▸ Testo di lettura:
************

E così, il 30 giugno tutte le Regioni dovranno presentare i loro piani relativi all’attuazione del Fascicolo Sanitario Elettronico.
Potenzialmente, avremo 21 fascicoli sanitari elettronici. Uno per ognuna delle Regioni e Province Autonome. Qualche centinaio di milioni di investimenti, sommato a qualche altro centinaio di milioni già spesi nelle regioni che già da anni sono partite (Emilia-Romagna, Toscana, Lombardia, Provincia Autonoma di Trento) e nelle decine di sperimentazioni in atto. Ottima cosa per il mercato, naturalmente.
Ma possiamo dire altrettanto se guardiamo la cosa dal punto di vista del Servizio Sanitario Nazionale? Probabilmente no. Probabilmente, si poteva fare meglio. Coordinandosi, mettendo insieme gli attori. Soprattutto, avremmo potuto fare molto meglio se avessimo considerato il Fascicolo come “punto d’arrivo” di un percorso complessivo di digitalizzazione della Sanità. Non servivano grandi doti di preveggenza: sarebbe bastato copiare quello che è stato fatto tutto laddove la Sanità Digitale la si è fatta per davvero.
Partiamo dallo stato reale della digitalizzazione in sanità in Italia: abbiamo qualche migliaio di anagrafi di assistiti (5-6 in media per ciascuna delle ASL e AO, più le anagrafi regionali), decine di software di cartella clinica ospedaliera, decine di software di cartella per il medico di famiglia, centinaia di repository per la diagnostica, e via di seguito. Abbiamo ospedali dove ciascun reparto ha “la sua” cartella clinica; ASL dove ciascun poliambulatorio ha “la sua” agenda di prenotazioni nonostante il CUP. Abbiamo medici che tentano ancora di farsi pagare anche il toner per la stampante, dopo aver strappato connessioni ADSL gratuite e indennità integrative per l’utilizzo del PC. Abbiamo interi ospedali dove il WiFi in corsia è un miraggio. E potrei andare avanti per pagine.
Paradossalmente, abbiamo un’offerta (i maggiori vendor IT specializzati in Sanità) molto più aperta e disponibile a “fare sistema” di quello che potrebbe sembrare ascoltando la domanda. Pronti a parlare di partnership invece che di “eterna lotta tra cliente e fornitore”; pronti a parlare di revenue sharing e performance based contracting se soltanto la domanda fosse pronta a recepire questo modello. Abbiamo ISV specializzati in software per medici di famiglia e per farmacie prontissimi a collaborare. Per non parlare dei produttori di medical devices. Un vero e proprio “ecosistema per la sanità”, diciamo.

************

▸ Estratti di dati:
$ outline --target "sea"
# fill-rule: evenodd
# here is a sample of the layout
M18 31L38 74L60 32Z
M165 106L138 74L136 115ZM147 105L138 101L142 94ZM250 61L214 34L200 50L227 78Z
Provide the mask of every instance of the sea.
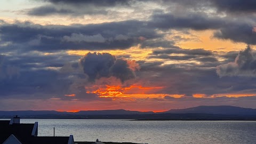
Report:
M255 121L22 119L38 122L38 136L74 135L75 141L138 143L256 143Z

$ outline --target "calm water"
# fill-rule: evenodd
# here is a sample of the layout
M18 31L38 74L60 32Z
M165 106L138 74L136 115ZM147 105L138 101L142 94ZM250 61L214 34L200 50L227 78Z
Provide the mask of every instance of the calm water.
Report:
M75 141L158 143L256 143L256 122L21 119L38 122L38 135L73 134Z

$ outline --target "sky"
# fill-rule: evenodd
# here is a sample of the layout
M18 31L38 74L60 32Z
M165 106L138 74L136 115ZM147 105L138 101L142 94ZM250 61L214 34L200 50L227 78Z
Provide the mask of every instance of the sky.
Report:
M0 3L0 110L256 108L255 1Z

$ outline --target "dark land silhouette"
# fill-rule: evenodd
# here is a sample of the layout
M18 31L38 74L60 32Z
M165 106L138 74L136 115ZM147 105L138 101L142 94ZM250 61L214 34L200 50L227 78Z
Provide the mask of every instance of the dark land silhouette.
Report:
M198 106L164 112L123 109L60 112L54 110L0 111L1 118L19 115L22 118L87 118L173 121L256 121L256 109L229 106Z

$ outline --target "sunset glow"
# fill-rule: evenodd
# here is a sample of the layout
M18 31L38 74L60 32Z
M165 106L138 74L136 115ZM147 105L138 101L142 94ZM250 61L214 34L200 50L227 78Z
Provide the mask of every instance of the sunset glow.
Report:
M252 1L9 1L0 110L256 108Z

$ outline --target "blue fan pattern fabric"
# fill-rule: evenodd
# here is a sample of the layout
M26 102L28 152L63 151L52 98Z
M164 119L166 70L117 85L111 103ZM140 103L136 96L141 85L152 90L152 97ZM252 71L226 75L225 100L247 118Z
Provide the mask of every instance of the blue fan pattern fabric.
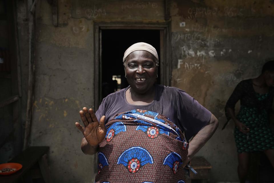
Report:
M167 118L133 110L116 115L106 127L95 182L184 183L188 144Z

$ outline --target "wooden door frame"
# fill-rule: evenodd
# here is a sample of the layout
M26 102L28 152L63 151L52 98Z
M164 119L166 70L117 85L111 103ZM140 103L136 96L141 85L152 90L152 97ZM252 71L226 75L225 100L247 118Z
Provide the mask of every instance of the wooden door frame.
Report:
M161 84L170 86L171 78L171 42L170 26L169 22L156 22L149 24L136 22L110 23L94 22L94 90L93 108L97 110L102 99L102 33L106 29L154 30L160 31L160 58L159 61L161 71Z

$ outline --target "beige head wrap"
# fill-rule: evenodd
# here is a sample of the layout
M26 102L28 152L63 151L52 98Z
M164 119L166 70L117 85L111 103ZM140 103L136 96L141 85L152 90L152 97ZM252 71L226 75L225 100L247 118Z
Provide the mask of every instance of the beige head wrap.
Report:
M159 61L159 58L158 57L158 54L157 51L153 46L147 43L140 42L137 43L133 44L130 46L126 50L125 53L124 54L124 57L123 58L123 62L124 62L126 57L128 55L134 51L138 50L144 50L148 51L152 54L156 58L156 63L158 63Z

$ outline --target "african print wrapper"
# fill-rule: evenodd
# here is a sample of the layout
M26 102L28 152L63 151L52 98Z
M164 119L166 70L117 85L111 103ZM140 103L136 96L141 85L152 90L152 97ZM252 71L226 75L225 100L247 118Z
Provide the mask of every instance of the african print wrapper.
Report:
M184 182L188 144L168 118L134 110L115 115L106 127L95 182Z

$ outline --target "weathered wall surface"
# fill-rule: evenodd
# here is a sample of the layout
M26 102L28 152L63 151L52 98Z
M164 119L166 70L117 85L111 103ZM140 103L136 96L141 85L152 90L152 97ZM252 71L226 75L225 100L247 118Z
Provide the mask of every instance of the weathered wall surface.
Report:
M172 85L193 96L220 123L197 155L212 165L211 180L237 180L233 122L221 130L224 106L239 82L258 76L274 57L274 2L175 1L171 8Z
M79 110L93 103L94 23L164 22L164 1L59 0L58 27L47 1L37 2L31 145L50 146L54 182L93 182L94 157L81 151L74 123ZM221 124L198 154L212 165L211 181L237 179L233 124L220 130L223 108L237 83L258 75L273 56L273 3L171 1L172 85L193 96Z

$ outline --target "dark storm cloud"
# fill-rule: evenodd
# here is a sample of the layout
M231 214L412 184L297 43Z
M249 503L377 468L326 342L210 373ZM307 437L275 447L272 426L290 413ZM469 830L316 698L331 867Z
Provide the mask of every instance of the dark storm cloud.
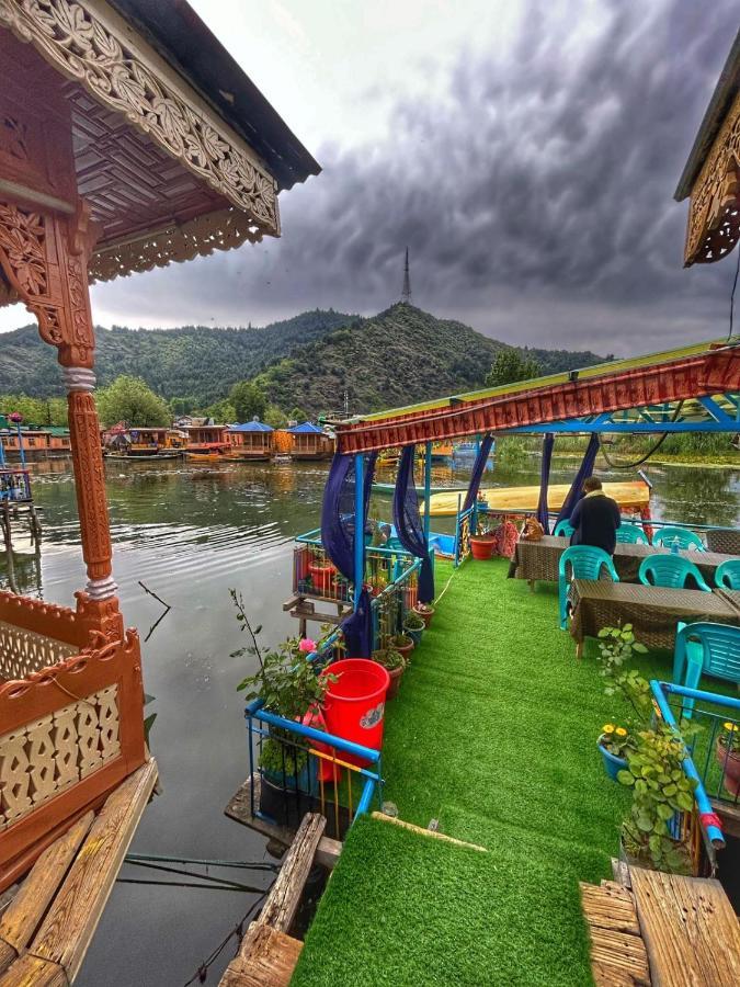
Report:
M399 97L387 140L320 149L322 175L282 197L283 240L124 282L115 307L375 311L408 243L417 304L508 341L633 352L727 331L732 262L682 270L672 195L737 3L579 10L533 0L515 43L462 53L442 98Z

************

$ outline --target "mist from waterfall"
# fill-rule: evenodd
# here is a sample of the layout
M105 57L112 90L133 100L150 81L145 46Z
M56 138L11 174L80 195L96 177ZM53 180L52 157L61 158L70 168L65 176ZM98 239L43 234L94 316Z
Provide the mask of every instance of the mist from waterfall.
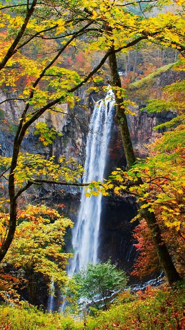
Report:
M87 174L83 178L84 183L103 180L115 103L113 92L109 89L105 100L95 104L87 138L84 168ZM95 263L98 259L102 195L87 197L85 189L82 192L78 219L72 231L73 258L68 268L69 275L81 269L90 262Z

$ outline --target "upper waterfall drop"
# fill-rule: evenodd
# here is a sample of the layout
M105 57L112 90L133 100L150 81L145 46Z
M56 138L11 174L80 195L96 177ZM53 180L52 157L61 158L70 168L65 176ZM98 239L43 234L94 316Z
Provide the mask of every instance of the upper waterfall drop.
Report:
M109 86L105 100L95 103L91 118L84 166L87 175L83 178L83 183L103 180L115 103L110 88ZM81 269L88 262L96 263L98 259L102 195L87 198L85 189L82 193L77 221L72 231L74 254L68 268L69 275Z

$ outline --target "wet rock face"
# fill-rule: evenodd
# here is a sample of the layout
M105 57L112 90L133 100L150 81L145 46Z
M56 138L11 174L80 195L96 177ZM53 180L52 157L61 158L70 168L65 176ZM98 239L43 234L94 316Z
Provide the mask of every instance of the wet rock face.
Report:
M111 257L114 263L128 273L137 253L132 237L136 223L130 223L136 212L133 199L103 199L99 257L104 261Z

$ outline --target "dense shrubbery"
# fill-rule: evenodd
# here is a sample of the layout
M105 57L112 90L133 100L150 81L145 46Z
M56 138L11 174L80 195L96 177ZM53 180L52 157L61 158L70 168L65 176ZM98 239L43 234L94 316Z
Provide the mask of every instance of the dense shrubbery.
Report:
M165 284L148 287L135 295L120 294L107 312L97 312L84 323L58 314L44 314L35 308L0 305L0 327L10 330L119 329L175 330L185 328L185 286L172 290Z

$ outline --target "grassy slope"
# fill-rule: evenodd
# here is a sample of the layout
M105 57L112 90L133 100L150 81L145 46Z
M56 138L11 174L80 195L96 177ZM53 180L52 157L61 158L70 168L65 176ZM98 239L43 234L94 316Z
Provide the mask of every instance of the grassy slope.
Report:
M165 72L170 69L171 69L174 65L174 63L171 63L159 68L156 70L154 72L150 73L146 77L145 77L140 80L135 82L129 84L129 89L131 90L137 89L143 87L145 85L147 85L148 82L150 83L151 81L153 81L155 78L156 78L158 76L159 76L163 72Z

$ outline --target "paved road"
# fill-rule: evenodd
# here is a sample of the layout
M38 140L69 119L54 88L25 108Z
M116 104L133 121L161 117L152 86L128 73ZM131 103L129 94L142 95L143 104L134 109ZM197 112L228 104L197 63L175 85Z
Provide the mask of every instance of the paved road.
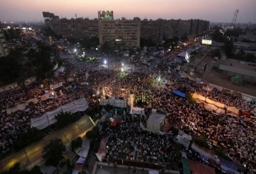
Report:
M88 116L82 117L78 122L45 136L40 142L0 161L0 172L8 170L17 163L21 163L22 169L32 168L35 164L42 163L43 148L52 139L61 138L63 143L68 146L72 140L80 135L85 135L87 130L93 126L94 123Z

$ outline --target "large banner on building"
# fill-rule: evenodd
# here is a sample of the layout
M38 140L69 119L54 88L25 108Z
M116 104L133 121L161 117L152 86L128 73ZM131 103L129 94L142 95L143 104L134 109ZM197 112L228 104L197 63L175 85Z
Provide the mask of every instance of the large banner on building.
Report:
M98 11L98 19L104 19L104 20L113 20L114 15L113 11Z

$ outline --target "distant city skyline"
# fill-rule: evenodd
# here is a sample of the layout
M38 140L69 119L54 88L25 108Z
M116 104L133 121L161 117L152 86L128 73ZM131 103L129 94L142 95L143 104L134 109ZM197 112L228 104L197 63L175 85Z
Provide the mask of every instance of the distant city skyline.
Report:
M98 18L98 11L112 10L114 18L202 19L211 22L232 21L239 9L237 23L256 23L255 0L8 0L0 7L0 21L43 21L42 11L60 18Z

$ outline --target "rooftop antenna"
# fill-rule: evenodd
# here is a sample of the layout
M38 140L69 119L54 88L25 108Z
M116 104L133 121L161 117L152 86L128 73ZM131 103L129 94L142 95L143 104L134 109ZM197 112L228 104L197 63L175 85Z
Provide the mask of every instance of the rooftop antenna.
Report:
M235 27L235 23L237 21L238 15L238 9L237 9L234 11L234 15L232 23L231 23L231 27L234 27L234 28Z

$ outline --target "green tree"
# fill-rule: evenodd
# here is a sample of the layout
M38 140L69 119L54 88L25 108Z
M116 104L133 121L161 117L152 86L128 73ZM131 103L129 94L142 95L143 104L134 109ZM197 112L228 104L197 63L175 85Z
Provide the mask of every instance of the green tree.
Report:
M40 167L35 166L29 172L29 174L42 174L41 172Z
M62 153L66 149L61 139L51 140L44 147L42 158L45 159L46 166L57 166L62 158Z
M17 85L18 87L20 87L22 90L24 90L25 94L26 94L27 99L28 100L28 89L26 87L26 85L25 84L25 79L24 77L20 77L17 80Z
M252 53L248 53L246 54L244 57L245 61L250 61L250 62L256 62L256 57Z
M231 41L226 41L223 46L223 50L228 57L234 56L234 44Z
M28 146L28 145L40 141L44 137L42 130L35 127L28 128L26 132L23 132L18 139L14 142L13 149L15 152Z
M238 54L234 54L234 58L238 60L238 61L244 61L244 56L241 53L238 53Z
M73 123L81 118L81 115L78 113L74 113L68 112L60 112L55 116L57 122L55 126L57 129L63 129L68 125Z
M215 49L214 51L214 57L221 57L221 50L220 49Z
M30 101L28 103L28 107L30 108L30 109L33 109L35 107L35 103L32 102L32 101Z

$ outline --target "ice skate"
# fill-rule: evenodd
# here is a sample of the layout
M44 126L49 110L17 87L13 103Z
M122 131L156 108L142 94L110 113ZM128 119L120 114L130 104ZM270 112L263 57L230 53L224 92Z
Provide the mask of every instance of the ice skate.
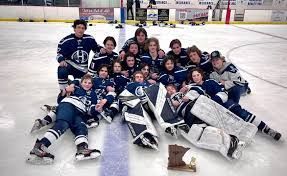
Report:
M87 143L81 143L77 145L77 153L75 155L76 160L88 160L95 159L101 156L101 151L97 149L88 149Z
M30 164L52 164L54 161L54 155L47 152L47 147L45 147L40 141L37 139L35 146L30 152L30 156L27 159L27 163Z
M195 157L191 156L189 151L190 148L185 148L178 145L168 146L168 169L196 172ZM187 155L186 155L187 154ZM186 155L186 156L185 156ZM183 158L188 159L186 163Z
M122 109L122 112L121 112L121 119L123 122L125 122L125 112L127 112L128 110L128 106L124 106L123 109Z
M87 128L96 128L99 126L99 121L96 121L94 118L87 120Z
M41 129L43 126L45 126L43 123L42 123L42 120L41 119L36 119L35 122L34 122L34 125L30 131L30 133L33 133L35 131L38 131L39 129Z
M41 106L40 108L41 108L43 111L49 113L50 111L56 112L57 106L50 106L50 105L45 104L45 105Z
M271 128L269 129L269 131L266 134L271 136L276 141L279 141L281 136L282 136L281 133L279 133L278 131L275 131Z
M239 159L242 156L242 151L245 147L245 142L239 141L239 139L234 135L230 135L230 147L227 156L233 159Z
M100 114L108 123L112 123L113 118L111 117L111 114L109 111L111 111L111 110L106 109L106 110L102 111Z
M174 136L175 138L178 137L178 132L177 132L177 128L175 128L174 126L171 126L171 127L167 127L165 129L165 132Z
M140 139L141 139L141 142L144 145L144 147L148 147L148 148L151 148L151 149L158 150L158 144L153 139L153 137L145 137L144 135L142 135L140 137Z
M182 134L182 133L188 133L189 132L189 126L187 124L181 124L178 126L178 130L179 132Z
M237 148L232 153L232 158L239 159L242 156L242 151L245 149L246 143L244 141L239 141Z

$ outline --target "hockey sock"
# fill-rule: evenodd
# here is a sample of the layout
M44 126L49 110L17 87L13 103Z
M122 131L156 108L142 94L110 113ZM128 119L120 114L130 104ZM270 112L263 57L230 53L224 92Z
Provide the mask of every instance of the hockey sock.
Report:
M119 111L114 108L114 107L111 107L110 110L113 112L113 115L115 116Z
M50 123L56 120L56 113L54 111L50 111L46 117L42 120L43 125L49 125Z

************

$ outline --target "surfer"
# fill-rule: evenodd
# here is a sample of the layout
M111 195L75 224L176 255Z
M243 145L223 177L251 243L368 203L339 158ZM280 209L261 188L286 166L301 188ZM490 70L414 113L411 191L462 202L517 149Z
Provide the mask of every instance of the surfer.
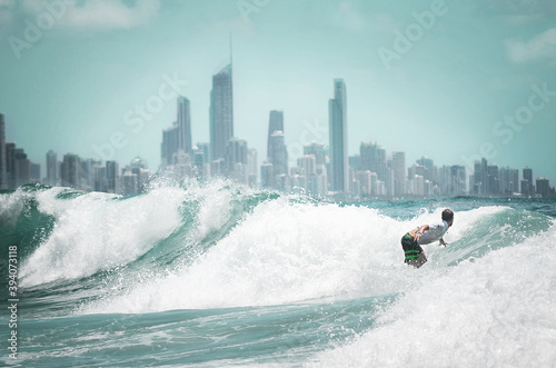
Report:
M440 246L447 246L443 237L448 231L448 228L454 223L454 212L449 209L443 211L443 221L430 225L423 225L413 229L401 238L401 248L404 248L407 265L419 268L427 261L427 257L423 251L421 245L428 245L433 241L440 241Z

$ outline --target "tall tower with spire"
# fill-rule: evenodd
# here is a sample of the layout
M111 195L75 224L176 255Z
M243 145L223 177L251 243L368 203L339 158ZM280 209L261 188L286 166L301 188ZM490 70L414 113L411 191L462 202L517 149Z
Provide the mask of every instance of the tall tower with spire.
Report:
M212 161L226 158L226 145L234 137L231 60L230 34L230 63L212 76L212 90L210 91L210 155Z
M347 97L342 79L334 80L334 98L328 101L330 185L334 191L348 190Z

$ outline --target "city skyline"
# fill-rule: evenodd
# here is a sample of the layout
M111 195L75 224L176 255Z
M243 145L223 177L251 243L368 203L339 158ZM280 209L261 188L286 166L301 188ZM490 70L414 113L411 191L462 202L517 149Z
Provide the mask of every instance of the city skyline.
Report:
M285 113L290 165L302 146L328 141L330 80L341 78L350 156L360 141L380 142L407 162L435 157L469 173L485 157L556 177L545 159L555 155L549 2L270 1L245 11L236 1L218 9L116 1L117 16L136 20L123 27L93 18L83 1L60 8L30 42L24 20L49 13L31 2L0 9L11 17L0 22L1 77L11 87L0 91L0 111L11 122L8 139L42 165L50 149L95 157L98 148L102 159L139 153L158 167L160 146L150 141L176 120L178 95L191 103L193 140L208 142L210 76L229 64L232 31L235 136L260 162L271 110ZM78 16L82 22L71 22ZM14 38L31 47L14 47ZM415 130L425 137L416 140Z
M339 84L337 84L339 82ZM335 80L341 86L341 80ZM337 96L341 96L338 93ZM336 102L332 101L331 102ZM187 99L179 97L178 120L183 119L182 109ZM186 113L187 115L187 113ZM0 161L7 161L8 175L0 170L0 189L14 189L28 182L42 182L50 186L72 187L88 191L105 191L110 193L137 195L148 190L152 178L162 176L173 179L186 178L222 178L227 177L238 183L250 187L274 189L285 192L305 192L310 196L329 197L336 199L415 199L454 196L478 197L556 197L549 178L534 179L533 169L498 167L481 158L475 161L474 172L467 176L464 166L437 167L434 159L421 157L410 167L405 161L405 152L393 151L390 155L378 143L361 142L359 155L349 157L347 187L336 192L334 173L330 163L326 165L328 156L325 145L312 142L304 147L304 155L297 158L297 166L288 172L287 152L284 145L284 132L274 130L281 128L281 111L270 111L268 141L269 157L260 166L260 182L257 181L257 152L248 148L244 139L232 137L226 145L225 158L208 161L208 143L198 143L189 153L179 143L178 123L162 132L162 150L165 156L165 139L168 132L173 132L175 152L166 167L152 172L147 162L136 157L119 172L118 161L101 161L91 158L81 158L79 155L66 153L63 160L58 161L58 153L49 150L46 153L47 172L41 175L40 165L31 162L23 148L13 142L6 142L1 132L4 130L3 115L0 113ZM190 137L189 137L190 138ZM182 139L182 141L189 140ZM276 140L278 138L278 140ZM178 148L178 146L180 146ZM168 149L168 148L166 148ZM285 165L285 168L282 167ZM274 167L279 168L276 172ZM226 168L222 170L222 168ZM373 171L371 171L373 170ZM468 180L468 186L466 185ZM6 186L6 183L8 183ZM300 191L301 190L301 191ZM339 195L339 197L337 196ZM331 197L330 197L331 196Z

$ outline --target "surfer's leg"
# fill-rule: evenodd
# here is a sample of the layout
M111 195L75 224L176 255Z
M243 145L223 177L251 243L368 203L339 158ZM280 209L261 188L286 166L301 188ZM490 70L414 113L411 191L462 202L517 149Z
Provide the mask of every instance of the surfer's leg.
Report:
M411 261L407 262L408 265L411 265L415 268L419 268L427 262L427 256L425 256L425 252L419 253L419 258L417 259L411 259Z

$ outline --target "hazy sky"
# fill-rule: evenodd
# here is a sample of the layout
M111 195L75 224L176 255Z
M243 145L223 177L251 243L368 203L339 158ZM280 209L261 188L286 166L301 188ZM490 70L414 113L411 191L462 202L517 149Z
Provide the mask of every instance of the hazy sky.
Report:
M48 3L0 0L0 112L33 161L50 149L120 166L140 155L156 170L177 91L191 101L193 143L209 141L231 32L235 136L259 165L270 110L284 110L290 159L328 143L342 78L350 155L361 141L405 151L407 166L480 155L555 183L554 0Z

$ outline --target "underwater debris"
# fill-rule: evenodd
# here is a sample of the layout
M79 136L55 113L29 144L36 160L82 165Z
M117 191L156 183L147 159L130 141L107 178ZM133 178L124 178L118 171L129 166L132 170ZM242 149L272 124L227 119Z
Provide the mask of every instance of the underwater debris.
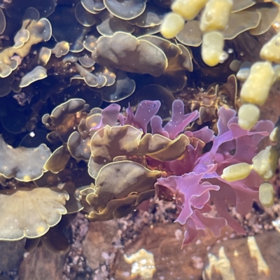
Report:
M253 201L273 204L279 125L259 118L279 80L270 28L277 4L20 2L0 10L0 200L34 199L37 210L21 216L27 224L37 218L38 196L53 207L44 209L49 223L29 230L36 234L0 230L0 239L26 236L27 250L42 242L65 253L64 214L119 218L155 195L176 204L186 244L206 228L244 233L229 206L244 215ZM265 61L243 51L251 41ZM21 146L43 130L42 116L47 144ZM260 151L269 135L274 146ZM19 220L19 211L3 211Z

************

▸ Esercizio 1:
Rispondi in base al testo sul Fascicolo Sanitario Elettronico:
(a) Entro quale data tutte le Regioni dovranno presentare i loro piani?
(b) Quanti fascicoli sanitari elettronici potremmo avere, potenzialmente?
(c) Quante anagrafi di assistiti ha in media ciascuna ASL e AO?
▸ Esercizio 2:
Trasforma in elenco puntato il paragrafo del testo sul Fascicolo Sanitario Elettronico che inizia con "Paradossalmente, abbiamo un’offerta", mantenendone i fatti principali.
▸ Esercizio 3:
Riporta senza modifiche il passo del testo sul Fascicolo Sanitario Elettronico che va da "E così, il 30" fino a "il mercato, naturalmente.".
Per rispondere ci si basa soltanto sul testo sul Fascicolo Sanitario Elettronico.

▸ Risultato atteso 1:
(a) Entro il 30 giugno.
(b) 21, uno per ognuna delle Regioni e Province Autonome.
(c) 5-6.

▸ Risultato atteso 2:
- L'offerta, cioè i maggiori vendor IT specializzati in Sanità, è molto più aperta e disponibile a "fare sistema" di quanto sembri ascoltando la domanda.
- I vendor sono pronti a parlare di partnership anziché di "eterna lotta tra cliente e fornitore".
- Sono pronti anche a parlare di revenue sharing e performance based contracting, se la domanda fosse pronta a recepire questo modello.
- Gli ISV specializzati in software per medici di famiglia e per farmacie sono prontissimi a collaborare.
- A questi si aggiungono i produttori di medical devices.
- Nel complesso formano un vero e proprio "ecosistema per la sanità".

▸ Risultato atteso 3:
E così, il 30 giugno tutte le Regioni dovranno presentare i loro piani relativi all’attuazione del Fascicolo Sanitario Elettronico.
Potenzialmente, avremo 21 fascicoli sanitari elettronici. Uno per ognuna delle Regioni e Province Autonome. Qualche centinaio di milioni di investimenti, sommato a qualche altro centinaio di milioni già spesi nelle regioni che già da anni sono partite (Emilia-Romagna, Toscana, Lombardia, Provincia Autonoma di Trento) e nelle decine di sperimentazioni in atto. Ottima cosa per il mercato, naturalmente.